» RECORDS PROVIDED:
================
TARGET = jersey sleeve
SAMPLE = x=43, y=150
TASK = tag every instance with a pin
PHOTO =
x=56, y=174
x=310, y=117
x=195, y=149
================
» WHAT IS REQUIRED:
The listing above must be written out again in its entirety, exactly as given.

» ANSWER:
TARGET = jersey sleeve
SAMPLE = x=43, y=150
TASK = tag every instance with a pin
PHOTO =
x=56, y=174
x=310, y=117
x=195, y=149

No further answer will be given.